Phase I of the RFG program ran from 1995 through 1999, and more stringent Phase II RFG standards began in 2000. During the summer ozone season EPA's Phase II RFG regulations require a 29 percent reduction in VOC emissions from RFG in southern (class B) areas, and a 27.4 percent reduction in such emissions from RFG in northern (class C) areas (representing approximately an additional 10 percent reduction in VOC emissions beyond the Phase I requirements).

One significant way of reducing VOC emissions from RFG is to decrease the Reid Vapor Pressure (RVP) of the RFG during summer months. As a result, summer grade RFG has a significantly lower RVP than winter grade RFG. RVP is a measure of a gasoline's volatility, or the tendency for a gasoline to evaporate. As gasoline RVP increases, the tendency of the gasoline to emit volatile material also increases. Higher emissions of volatile material increase pollution. Therefore, gasoline RVP is permitted to be relatively high during colder months because colder temperatures reduce the tendency of gasoline to evaporate and reduce emissions of volatile material. During hotter months, refiners must reduce gasoline RVP by removing the most volatile portion of the gasoline in order to reduce evaporative emissions from the gasoline.

Each spring, refiners and importers must reduce the RVP of the gasoline that they produce or import in order to comply with federal summer emissions requirements, and refiners, gasoline terminal facilities and retail stations must replace high RVP winter grade RFG in storage tanks with lower RVP summer grade RFG. EPA regulations stipulate that gasoline retailers must be selling only summer grade RFG by June 1 of each year. In order to meet the June 1 compliance date, EPA regulations stipulate that by May 1 the RFG at terminals and all other facilities upstream of the retailer must meet the summertime RFG requirements. Refineries typically begin producing lower RVP RFG in March or April in order for terminals to meet the May 1 compliance date.

Storage terminals use different methods for meeting the applicable compliance dates. Some terminals completely convert their tanks from high to low RVP gasoline by starting to blend summer gasoline into the terminal tank prior to May 1, so that by May 1 the gasoline in the terminal tank meets summer specifications—the “blend down” method. Alternatively, some terminals draw down their inventory of winter gasoline by continuing to make deliveries of winter gasoline, but not replacing it. When the tank is sufficiently low, the terminal begins accepting summer gasoline in order to meet the May 1 compliance date. This method is called the “draw down” method.

........

Repeat the passage on RFG standards from "Phase I of the" to "Phase I requirements).", changing "stringent" to "strict".

DATA SHOWN
........

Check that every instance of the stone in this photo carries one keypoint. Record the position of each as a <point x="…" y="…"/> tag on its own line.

........

FULL SOLUTION
Phase I of the RFG program ran from 1995 through 1999, and more strict Phase II RFG standards began in 2000. During the summer ozone season EPA's Phase II RFG regulations require a 29 percent reduction in VOC emissions from RFG in southern (class B) areas, and a 27.4 percent reduction in such emissions from RFG in northern (class C) areas (representing approximately an additional 10 percent reduction in VOC emissions beyond the Phase I requirements).